== Данный отрывок ==

And should some crasy hand dare touch a daughter…[153]
Вопрос, связывать детей с религией или не связывать, в тридцатых годах XX века был достаточно болезненным не в силу запрета, а как раз по причине свободы выбора. Джойс в свое время принял решение в куда более агрессивной общественной среде и нес все последствия своего поступка. Но теперь он обернулся к нему совершенно неожиданной стороной.
Умилительные радости воспитания внука Джойсу не достались — Джорджо и Хелен известили его, что собираются крестить Стивена, и Джойс решительно воспротивился. В свое время он наслушался упреков, что не дает детям религиозного воспитания. Отвечая, что в мире сотни религий и он не может лишать детей возможности выбрать свою, Джойс в общем не кривил душой. Но тут все было иначе — его собственного внука собирались повергнуть в то самое рабство, из которого он бежал. Сын и невестка не стали спорить, но с помощью Падрайка и Мэри Колум отнесли младенца в церковь, а Эжен Жола был восприемником у крестильной купели. От Джойса это скрыли. Когда Бирн был в Париже, они с Джойсом изрядно выпили, и Джойс принялся рассказывать, как родители не могли решить, крестить его внука или обрезать. Жола со смехом добавил:
— Поэтому они его крестили…
Джойс вздрогнул:
— Крестили?
Жола хватило ума, чтобы выдать свою оговорку за шутку, и Джойс узнал правду через несколько лет, но тогда ему стало не до нее — снова начались проблемы с Лючией, домашними средствами уже неодолимые. Собственно, заниматься ими следовало много раньше, но Джойсы повторили ошибку множества родителей.
Три года назад, когда Беккет стал появляться в парижской квартире Джойса и работать с ним, Лючия влюбилась в молодого красивого ирландца, в его причуды и рискованные шутки. Он не был беззаветным тружеником, как ее отец, — Пегги Гуггенхайм сравнивает его с молодым Обломовым, который не мог заставить себя встать с постели раньше полудня, вяло преодолевая ту самую ennui[154], которую превосходным парижским диалектом описал на страницах «В ожидании Годо». Джойс и Беккет с удовольствием обменивались молчанием, сидя в одинаковых позах: Беккет очень скоро усвоил манеру переплетать ноги, которой так славился Джойс. Скупые реплики могли касаться чего угодно — социализма, идеализма, женщин. Джойсу нравилось общество Беккета, но оно не заменяло ему семью — пожалуй, единственных людей, которых он мог любить. Даже Салливан не попадал в их число. Привлекало Джойса мышление Беккета, та отточенная отстраненность, которой не обладал даже он сам, как и утонченность, проявлявшаяся во всем. Лючия чувствовала то же, хотя и по-своему.

===
== Записанные данные ==

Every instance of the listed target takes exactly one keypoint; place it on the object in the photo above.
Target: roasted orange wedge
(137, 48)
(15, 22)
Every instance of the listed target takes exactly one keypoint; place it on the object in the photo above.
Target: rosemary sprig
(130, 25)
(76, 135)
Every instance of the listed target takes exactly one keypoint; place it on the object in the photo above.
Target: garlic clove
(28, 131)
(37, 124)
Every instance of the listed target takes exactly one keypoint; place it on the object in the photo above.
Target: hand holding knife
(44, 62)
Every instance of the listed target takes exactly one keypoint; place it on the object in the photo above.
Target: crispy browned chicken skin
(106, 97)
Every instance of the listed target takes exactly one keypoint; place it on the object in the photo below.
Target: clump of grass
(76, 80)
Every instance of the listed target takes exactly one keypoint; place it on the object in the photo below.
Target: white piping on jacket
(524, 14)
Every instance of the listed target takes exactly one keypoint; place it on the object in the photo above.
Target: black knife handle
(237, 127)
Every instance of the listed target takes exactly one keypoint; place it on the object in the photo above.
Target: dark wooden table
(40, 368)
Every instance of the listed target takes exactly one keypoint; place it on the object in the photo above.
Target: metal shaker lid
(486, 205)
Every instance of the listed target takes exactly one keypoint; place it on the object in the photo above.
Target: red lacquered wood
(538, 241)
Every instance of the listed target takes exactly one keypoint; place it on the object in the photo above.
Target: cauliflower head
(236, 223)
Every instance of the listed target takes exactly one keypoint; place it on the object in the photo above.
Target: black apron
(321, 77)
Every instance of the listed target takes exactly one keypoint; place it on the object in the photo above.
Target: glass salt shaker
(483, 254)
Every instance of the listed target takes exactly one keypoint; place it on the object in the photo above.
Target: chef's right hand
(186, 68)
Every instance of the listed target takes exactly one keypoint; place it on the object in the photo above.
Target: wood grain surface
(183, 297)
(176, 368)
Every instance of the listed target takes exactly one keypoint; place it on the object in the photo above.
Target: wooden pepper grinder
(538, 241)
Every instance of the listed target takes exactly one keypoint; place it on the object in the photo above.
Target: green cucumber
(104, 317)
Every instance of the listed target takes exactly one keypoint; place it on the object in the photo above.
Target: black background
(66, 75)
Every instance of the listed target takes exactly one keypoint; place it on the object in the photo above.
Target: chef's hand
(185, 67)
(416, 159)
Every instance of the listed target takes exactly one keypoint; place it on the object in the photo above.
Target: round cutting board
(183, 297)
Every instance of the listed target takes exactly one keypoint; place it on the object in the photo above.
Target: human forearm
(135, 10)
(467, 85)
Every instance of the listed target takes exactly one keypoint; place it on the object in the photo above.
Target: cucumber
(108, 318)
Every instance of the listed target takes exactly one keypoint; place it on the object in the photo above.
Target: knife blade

===

### [Используя сведения]
[a] Кратко перескажите абзац отрывка о Джойсе, который начинается словами «Три года назад, когда Беккет», и сохраните его основные факты.
[b] Продолжите отрывок о Джойсе, начав сразу после его последнего предложения.
Записи никак не связаны с отрывком о Джойсе.

### [Список ответов]
[a] Три года назад Беккет стал бывать в парижской квартире Джойса и работать с ним. Лючия влюбилась в молодого ирландца, в его причуды и рискованные шутки. В отличие от трудолюбивого Джойса, Беккет был ленив: Пегги Гуггенхайм сравнивает его с молодым Обломовым, который не вставал раньше полудня. Джойс и Беккет охотно молчали вместе, сидя в одинаковых позах, а изредка говорили о социализме, идеализме и женщинах. Общество Беккета нравилось Джойсу, но не заменяло ему семью, единственных людей, которых он мог любить. Джойса привлекали в мышлении Беккета отточенная отстраненность и утонченность. Лючия чувствовала то же, но по-своему.

[b]
Джойс говорил с ним о философах, в которых пытался разобраться; Беккету было продиктовано несколько кусков «Поминок…»; однажды в дверь постучали, Джойс ответил «Войдите», и Беккет записал это. Перечитывая запись, Джойс оставил реплику. Случай-помощник — такое забавляло. Беккета, в свою очередь, забавляла сингулярность работы. Лючия интересовала его как отражение Джойса, причудливое, болезненное, одолеваемое комплексами, которых не было у оригинала. Они бывали в ресторанах, на спектаклях, бродили по городу, когда Беккета не одолевала лень. Молодая женщина (ей было 24 года) все хуже справлялась с собой и все откровеннее давала ему понять, как она на самом деле к нему относится. Когда ее состояние достигло пика, Беккет не нашел ничего лучше, как разъяснить ей, что приходит прежде всего к ее отцу. Та же Пегги Гуггенхайм вспоминает, что он понимал, насколько жесток, но говорил, что мертв и потерял человеческие чувства — у него не получалось влюбиться в Лючию.